## Assignment
Set down the line that contains "note: a mask" and every line after it to the end of the entries, exactly as they stand and nothing more.

[Stored records]
○ ○ ○ ○ ○ ○ ○

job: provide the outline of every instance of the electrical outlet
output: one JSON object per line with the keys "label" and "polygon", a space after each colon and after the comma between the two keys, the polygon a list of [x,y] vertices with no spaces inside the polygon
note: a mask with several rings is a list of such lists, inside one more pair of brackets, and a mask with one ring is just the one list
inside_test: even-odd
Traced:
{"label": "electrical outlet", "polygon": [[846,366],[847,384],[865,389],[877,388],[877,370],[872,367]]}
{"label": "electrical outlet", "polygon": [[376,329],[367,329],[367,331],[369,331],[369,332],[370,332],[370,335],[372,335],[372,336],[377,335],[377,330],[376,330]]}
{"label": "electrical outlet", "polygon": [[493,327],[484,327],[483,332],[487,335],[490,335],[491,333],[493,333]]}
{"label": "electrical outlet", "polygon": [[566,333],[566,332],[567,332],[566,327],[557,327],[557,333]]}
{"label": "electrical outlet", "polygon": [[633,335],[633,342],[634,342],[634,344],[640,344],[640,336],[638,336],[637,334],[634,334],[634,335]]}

○ ○ ○ ○ ○ ○ ○

## Reply
note: a mask with several rings is a list of such lists, inside one more pair of brackets, and a mask with one ring is just the one list
inside_test: even-odd
Traced:
{"label": "electrical outlet", "polygon": [[846,366],[847,384],[865,389],[877,388],[877,370],[872,367]]}
{"label": "electrical outlet", "polygon": [[376,329],[367,329],[367,331],[369,331],[369,332],[370,332],[370,335],[372,335],[372,336],[377,335],[377,330],[376,330]]}
{"label": "electrical outlet", "polygon": [[493,327],[484,327],[483,332],[487,335],[490,335],[491,333],[493,333]]}
{"label": "electrical outlet", "polygon": [[566,333],[566,332],[567,332],[566,327],[557,327],[557,333]]}
{"label": "electrical outlet", "polygon": [[633,335],[633,342],[634,342],[634,344],[640,344],[640,336],[638,336],[637,334],[634,334],[634,335]]}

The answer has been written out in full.